- [Saved entries]:
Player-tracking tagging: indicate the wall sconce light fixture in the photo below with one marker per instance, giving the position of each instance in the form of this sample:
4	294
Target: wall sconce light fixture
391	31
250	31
--
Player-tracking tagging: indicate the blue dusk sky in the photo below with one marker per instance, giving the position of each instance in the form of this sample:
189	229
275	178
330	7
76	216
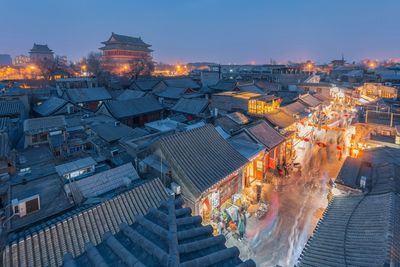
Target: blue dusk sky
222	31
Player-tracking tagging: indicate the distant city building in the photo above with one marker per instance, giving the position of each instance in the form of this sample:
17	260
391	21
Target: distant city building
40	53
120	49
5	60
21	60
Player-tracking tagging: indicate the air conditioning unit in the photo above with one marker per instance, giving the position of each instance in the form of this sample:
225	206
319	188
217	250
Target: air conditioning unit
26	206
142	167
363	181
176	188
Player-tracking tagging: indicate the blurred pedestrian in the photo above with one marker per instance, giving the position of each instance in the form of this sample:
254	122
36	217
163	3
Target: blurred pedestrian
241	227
---
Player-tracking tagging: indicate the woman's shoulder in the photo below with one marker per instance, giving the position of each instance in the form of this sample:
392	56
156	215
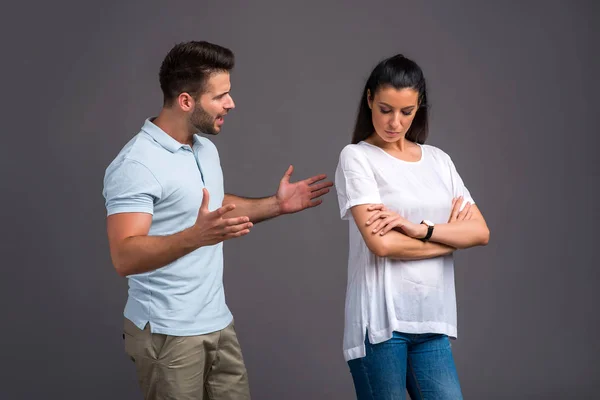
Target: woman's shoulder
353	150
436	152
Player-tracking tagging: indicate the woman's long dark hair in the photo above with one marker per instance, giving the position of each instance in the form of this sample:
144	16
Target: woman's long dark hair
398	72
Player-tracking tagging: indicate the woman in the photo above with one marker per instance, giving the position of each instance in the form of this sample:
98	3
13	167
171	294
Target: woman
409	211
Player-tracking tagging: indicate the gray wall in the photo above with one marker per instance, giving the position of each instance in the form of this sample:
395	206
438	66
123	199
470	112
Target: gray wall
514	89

- [Task]:
Look through the records for the word "below". Every line that has it should be copied.

- [Result of the task]:
Player-tracking tagging: indicate the wall sconce light fixture in the photo below with one marker per instance, giving the position of each instance in the form of this sample:
Player-tracking tagging: indicate the blue dusk sky in the photo below with one marker per instance, giving the position of each instance in the form of this sample:
Player-tracking tagging: indicate the woman's shoulder in the photo below with one marker per instance, giving the position of each instance in the form of this sample:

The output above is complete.